▸ **Task instructions**
a – Answer these questions from the DeBoer article, one per line:
(i) Which two universities awarded DeBoer his law degrees?
(ii) Which neutral zone forecheck does the DeBoer article name as something players need to employ?
(iii) What does the DeBoer article say separates him from his peers?
b – Extract the stretch of the DeBoer article from "DeBoer holds law" through "there are similarities.", word for word.

▸ **Excerpt provided**
☆ ☆ ☆ ☆

When Peter DeBoer stands at the front of the Golden Knights’ film room, with rows of players watching closely as he breaks down video from the game prior, he occasionally digs into his bag of tricks and uses his formal education.
DeBoer holds law degrees from both the University of Windsor and the University of Detroit, and while his path as a professional hockey coach has strayed dramatically from where DeBoer thought he’d be when he earned those degrees, his law background is still a tool.
Explaining to a room full of NHL players why they need to employ the 1-1-3 neutral zone forecheck isn’t exactly the same as presenting a case to a jury in court, but there are similarities.
“In law school you’re presenting a case in front of a person, and you’ve got to convince them that you’re right and the other person is wrong,” DeBoer said. “We do that daily with players. They have their thoughts on what they see or how the game should be played. We have to explain why we want them to do certain things, or go to uncomfortable places on the ice. You have to make that case every day to today’s athlete, because they’re not just going to go there unless they know why.”
Much of DeBoer’s success as a coach is driven by his deep understanding of the game, allowing him to quickly diagnose problems for his team. But what separates him from his peers is his ability to relay that information to his players in a way that motivates them to execute in the heat of battle.

☆ ☆ ☆ ☆

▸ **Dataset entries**
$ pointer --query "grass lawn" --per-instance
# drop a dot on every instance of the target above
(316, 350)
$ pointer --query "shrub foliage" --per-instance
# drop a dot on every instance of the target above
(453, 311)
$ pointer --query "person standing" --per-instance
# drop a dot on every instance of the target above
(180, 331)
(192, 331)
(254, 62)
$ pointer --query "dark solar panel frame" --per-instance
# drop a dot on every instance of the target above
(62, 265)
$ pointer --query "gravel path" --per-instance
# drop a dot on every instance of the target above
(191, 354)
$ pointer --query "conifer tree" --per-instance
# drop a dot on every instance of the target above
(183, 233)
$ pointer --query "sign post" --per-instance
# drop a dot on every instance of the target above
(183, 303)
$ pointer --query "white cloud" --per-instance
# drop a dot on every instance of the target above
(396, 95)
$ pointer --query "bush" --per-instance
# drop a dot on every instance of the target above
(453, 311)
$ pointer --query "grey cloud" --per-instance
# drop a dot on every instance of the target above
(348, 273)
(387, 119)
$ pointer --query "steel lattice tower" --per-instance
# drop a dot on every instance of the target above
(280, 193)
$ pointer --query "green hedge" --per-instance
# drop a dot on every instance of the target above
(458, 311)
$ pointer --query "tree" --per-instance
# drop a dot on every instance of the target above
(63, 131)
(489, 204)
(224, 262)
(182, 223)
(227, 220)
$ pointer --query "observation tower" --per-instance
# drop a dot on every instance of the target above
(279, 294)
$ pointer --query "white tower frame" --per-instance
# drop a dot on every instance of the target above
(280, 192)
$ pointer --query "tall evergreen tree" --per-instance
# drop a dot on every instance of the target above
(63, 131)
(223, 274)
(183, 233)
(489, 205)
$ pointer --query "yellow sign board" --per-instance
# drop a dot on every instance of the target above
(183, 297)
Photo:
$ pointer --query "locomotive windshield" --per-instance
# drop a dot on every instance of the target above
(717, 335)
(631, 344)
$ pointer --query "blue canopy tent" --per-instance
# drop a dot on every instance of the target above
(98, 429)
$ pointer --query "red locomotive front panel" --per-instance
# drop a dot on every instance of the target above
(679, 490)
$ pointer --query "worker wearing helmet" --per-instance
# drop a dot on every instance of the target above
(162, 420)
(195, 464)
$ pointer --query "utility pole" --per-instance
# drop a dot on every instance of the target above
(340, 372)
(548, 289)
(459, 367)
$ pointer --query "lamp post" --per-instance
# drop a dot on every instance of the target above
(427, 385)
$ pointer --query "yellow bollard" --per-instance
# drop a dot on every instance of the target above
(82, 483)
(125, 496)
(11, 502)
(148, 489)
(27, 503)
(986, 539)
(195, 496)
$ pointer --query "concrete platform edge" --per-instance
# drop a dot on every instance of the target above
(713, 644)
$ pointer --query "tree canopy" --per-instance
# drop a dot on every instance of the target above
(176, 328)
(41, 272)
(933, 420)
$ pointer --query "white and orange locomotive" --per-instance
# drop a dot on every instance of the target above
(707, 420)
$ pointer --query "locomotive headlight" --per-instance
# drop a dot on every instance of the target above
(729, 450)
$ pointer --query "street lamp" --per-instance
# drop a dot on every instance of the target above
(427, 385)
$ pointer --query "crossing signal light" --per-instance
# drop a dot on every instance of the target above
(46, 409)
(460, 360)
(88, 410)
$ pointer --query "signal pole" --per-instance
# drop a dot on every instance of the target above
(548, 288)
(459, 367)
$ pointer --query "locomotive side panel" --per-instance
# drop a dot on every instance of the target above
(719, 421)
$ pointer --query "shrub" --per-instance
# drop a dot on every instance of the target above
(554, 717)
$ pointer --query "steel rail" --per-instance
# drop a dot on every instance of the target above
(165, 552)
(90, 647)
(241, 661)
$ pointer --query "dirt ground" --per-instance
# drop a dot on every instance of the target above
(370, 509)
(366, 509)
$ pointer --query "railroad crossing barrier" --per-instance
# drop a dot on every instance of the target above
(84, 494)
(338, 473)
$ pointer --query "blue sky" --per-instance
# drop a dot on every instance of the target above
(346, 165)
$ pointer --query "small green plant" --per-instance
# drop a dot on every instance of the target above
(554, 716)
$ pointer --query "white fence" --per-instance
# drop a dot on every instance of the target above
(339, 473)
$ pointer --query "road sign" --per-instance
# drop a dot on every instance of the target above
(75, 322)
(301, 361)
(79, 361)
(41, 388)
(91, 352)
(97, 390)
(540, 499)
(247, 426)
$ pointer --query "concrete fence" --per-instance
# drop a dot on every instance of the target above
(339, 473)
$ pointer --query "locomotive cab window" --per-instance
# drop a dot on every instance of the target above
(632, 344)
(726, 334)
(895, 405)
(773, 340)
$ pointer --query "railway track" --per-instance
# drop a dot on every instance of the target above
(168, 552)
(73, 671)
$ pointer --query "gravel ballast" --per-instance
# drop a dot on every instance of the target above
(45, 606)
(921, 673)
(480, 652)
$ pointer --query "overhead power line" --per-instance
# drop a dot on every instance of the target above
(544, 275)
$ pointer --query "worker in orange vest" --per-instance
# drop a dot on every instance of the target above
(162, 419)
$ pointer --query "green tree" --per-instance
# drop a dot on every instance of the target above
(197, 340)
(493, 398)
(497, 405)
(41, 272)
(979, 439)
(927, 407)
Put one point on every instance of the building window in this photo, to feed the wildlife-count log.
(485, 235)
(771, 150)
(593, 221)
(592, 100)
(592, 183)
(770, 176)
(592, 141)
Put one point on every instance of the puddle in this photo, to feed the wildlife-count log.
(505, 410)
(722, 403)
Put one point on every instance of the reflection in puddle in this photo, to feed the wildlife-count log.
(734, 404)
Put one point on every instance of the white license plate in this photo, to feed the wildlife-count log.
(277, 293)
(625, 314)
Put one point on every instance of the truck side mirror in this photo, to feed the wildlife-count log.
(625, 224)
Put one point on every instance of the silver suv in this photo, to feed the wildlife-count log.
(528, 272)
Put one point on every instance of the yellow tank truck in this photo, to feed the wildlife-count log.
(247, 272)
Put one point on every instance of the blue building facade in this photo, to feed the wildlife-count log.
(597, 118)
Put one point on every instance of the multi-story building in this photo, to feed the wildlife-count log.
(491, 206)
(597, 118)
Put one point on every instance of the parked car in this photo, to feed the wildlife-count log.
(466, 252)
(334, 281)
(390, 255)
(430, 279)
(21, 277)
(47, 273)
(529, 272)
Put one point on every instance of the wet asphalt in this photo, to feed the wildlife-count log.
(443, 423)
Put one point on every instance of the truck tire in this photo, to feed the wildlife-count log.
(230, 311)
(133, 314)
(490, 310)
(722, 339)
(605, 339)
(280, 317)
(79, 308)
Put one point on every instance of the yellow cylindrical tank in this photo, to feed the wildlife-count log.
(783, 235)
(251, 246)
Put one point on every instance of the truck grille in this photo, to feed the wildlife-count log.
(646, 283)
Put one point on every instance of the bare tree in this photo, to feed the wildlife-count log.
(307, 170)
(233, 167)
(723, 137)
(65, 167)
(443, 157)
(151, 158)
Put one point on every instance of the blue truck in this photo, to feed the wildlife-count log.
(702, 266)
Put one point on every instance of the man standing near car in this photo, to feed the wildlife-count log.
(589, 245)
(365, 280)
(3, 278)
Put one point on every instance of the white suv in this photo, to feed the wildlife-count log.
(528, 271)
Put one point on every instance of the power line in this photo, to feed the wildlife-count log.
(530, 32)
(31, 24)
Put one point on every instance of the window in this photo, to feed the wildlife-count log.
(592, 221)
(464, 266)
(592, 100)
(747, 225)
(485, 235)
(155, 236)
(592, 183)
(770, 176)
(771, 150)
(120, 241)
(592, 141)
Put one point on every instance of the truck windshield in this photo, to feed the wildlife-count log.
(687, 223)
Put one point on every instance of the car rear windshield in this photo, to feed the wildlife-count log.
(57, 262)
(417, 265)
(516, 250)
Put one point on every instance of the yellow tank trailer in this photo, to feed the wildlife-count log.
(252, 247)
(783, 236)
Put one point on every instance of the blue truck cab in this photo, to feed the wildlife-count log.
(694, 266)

☆ ☆ ☆ ☆

▸ **Answers to the exercise**
a –
(i) The University of Windsor and the University of Detroit.
(ii) The 1-1-3 neutral zone forecheck.
(iii) His ability to relay his understanding of the game to his players in a way that motivates them to execute in the heat of battle.

b –
DeBoer holds law degrees from both the University of Windsor and the University of Detroit, and while his path as a professional hockey coach has strayed dramatically from where DeBoer thought he’d be when he earned those degrees, his law background is still a tool.
Explaining to a room full of NHL players why they need to employ the 1-1-3 neutral zone forecheck isn’t exactly the same as presenting a case to a jury in court, but there are similarities.